** Text shown **
-*-*-
Poor guy? Yes, create more pity for him. After all, you sold him a defective computer, then refused to fix it. Then let the situation make it all the way to small claims court. You've got him right you want him.
Being a computer user is really tough sometimes: Not only do they expect you to be a computer expert, but they also expect you to be a legal expert.
Jumpstart the tartan drive.
> the EULA, which requires that users give up their right to sue
;) I don't know much about US law system but the whole idea looks awkard. In my country you can state whatever bullshit you wish in license agreement or whatever - but it is void unless it is valid with the law. So I could make a license that you own me your liver if you use my software while not drinking milk - but it would be pointless.
Is it even possible in US to get in such agreement? I am Polish.
It is possible in US to just make a license that disallows you to sue by the other party? That is kind of retarded - even if it is possible - what it is for?
I thought that you _ALLWAYS_ have a right to sue (fight for your rights) and nobody can take it from you?
Gee, I wonder which costs more? Give a man a win in small claims court, or spend about a bijillion dollars to bring in the attack dogs. Heaven forbid you should set a precedent where a customer actually gets what he wants, then everyone will want satisfaction. We certainly can't have that...
Ya know ... I'm not a big fan of lawyers and stupid lawsuits ... but I'm getting a little sick of giving up all my rights every time I turn around. I've seen this "agree not to sue, and instead, go to binding arbitration with an arbiter of the company's choice" on all sorts of things lately.
... EVER ... not just in respect to the immediate business. Hopefully that won't stand up in court.
The other day, the cable guy came out. He drops off my HD DVR. He hands me his handheld PC and says "sign here". The thing I'm supposed to sign says something like "I agree to all the stuff above". Of course, I can't scroll up and read anything. So, i ask what I'm signing. He tells me it's that I received the DVR. Grr. OK. So I sign. Then it prints out this huge receipt. Among other things, i've given up my right to sue them.
To make it worse, they often are worded such that you can never sue them for anything
i've always had the opinoin that eula's are not legal, and are just used as a bully tactic. i hope this guy wins.
If you mod me down, I will become more powerful than you can imagine....
Abraham Lincoln would have been proud then.
And these blokes need to re-evaluate what they are doing in life
Having said that Abe Lincoln probably would have preferred to finish/receive an education.
Semi-automatic amateur armchair Australian philosopher; conjecture ready at any moment...
On the other hand, those guys are generally bought-and-paid for, and many corporations seem to feel that it's in their best interests never to be seen losing.
The higher the technology, the sharper that two-edged sword.
So the take home lesson is that the little guys should never attempt to sue big companies? that even if they have a chance of winning, the big guns will put them "in a world of hurt"? this is how the legal system is supposed work?
From the article:
"On Monday, Attorney William Portello, a partner in a Concord law firm, and Sheehan, a high-school dropout who has argued his own case, faced off in a Cameron Park courtroom."
It saddens me that courts can be manipulated more by credibility rather than facts. I hope that the judge can look past the 'high-school dropout' and listen to the claims. I'm not sure why Hudson Sangree (Bee Staff Writer of this article) deemed necessary to introduce a David vs. Goliath scenario but I hope it won't influence the decision.
-*-*-
** Exercise directions **
Reproduce the part of the discussion above from "Ya know ..." to "to sue them.", word for word.

** Collected data **
-*-*-
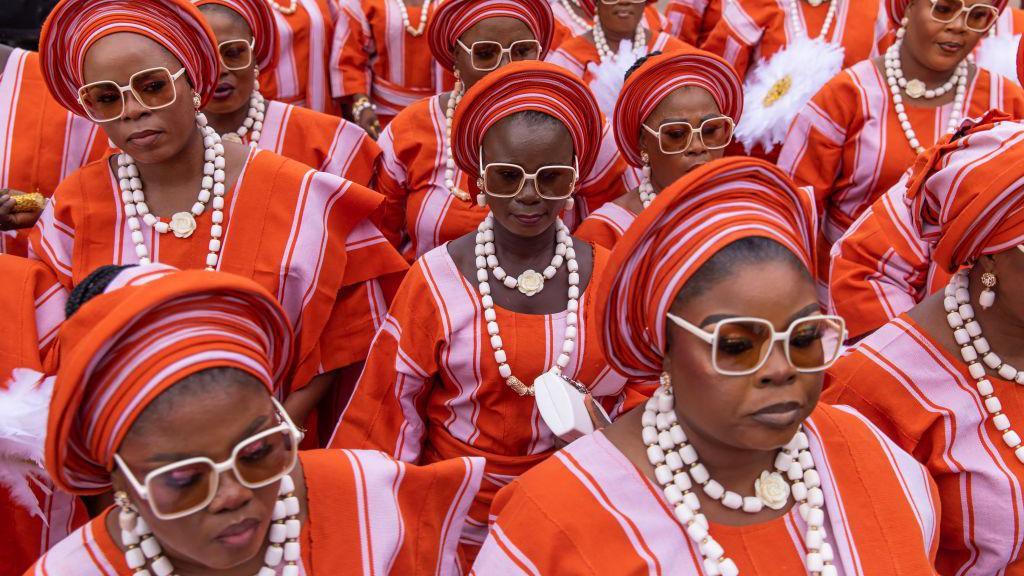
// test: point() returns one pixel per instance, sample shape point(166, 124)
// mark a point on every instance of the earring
point(987, 297)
-*-*-
** Exercise output **
Ya know ... I'm not a big fan of lawyers and stupid lawsuits ... but I'm getting a little sick of giving up all my rights every time I turn around. I've seen this "agree not to sue, and instead, go to binding arbitration with an arbiter of the company's choice" on all sorts of things lately.
... EVER ... not just in respect to the immediate business. Hopefully that won't stand up in court.
The other day, the cable guy came out. He drops off my HD DVR. He hands me his handheld PC and says "sign here". The thing I'm supposed to sign says something like "I agree to all the stuff above". Of course, I can't scroll up and read anything. So, i ask what I'm signing. He tells me it's that I received the DVR. Grr. OK. So I sign. Then it prints out this huge receipt. Among other things, i've given up my right to sue them.